[Stored entries]
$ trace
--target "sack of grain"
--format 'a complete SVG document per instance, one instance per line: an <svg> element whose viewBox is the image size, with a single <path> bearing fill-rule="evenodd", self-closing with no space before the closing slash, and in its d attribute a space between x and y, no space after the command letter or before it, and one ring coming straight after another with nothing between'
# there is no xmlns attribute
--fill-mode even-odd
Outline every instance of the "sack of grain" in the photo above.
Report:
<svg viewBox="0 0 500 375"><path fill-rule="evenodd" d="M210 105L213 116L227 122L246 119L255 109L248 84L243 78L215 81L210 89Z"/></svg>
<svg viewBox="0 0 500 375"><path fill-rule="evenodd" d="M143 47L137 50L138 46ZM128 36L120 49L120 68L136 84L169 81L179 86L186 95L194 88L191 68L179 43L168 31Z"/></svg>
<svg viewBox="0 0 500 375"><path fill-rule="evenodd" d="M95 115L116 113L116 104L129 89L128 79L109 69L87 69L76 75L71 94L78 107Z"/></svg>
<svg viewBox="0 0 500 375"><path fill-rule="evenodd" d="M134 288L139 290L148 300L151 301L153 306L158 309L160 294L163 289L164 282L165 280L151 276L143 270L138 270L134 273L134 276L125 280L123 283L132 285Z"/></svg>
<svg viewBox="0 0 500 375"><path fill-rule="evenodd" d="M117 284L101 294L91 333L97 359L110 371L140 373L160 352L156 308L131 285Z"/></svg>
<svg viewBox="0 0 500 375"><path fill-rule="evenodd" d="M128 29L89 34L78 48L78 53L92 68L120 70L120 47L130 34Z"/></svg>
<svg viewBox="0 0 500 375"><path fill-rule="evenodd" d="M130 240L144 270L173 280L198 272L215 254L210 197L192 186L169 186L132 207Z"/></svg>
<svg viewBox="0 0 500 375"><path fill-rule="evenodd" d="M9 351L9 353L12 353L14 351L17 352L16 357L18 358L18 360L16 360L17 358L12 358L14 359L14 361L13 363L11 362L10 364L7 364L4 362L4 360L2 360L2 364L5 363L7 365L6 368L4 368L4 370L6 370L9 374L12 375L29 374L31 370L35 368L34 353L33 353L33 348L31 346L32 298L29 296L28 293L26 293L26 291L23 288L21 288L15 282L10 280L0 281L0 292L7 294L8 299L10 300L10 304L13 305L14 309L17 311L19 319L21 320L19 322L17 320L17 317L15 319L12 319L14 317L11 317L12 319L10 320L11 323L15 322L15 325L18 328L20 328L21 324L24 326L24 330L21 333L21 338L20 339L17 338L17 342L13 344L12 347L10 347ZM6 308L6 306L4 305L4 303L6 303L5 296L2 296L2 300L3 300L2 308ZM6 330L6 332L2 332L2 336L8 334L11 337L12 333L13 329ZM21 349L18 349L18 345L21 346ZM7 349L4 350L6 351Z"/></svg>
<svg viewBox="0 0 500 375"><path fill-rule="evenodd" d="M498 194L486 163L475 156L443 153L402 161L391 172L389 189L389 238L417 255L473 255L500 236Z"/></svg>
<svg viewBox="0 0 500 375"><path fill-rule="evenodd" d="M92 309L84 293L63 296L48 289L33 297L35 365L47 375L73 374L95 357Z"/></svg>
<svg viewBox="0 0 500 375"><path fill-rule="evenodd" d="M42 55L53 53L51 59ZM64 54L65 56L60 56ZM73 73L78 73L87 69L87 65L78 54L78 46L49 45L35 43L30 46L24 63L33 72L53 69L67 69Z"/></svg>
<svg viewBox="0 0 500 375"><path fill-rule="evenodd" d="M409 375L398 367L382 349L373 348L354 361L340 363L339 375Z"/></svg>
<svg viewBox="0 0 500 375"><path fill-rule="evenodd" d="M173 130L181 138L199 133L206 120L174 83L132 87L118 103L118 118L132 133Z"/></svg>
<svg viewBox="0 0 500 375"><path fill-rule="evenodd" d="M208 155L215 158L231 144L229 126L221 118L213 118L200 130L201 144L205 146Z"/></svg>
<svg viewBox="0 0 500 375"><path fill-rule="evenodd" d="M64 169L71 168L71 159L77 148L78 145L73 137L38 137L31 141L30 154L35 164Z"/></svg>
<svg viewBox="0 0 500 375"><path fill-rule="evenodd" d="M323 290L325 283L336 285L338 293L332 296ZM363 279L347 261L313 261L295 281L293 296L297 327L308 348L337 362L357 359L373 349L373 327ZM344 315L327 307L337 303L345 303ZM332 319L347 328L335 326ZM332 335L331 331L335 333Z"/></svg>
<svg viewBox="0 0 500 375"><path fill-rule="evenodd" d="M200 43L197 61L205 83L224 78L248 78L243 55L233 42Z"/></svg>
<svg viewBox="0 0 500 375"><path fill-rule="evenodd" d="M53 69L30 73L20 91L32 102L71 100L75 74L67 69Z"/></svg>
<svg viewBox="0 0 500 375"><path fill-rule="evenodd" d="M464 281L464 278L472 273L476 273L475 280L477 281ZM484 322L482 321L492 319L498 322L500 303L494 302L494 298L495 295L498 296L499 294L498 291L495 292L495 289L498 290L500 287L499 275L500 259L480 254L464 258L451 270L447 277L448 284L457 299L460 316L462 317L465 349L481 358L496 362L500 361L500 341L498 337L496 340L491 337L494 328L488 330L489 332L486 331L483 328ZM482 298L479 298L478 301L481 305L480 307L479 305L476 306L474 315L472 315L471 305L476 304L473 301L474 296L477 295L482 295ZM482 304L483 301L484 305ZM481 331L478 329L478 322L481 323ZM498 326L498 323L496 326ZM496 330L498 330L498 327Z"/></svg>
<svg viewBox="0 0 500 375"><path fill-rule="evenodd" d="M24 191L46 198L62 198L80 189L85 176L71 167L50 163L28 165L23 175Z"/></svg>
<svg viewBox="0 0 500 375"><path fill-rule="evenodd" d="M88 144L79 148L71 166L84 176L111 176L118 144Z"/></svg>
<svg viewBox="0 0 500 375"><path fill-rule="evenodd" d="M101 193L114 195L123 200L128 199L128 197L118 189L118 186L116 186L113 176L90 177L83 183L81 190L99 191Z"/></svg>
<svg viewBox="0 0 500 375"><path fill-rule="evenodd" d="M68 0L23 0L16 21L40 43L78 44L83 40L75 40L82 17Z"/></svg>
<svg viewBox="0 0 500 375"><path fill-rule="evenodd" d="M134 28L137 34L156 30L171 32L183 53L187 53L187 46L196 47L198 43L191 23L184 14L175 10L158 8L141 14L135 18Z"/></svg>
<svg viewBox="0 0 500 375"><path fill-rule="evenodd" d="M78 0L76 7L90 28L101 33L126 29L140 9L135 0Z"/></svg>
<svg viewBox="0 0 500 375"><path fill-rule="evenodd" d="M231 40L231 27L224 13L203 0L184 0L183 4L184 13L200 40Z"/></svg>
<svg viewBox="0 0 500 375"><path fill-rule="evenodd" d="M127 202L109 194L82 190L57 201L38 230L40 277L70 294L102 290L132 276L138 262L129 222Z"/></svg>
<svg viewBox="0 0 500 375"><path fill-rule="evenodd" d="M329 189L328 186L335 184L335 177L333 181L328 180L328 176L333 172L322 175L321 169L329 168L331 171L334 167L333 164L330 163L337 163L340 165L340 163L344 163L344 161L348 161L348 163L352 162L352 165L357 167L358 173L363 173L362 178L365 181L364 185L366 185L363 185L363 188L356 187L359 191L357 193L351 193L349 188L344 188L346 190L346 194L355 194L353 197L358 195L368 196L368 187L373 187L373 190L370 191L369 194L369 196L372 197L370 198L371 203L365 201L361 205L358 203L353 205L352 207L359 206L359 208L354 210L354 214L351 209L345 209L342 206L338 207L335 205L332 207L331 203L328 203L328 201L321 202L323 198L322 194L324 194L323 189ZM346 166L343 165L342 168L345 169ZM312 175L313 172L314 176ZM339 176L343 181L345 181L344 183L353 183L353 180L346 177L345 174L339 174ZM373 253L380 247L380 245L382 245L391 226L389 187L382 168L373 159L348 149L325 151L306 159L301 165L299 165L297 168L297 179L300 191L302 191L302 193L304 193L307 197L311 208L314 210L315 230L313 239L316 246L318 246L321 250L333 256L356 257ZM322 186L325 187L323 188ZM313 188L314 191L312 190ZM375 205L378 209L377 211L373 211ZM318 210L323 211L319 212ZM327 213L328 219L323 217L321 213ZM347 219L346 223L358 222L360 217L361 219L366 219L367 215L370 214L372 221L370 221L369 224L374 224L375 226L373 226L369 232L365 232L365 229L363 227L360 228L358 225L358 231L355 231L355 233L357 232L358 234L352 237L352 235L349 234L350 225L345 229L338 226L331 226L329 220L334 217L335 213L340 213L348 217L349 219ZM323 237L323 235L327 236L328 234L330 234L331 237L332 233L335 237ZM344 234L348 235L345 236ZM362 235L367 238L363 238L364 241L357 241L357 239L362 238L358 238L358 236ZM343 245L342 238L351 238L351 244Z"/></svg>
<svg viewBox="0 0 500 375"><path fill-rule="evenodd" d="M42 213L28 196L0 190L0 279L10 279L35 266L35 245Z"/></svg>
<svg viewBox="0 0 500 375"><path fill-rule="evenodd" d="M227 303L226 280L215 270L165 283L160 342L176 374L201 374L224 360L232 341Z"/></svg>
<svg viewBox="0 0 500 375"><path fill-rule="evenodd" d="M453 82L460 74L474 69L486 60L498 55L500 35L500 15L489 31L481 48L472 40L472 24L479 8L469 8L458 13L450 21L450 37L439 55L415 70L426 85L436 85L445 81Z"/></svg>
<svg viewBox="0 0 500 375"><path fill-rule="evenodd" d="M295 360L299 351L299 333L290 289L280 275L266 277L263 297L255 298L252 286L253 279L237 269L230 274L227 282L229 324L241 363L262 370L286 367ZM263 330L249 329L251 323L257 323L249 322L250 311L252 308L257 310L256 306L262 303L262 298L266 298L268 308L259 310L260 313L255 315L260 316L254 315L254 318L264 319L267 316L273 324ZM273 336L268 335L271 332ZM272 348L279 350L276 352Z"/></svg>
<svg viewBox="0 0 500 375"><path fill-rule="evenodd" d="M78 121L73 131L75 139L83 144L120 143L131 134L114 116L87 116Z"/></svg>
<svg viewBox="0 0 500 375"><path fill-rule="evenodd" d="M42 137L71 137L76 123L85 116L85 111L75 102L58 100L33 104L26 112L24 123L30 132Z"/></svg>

WHAT YOU HAVE TO DO | Determine the number of lines in the data that include the word "instance", and provide that number without comment.

RESPONSE FOR THIS EXERCISE | 2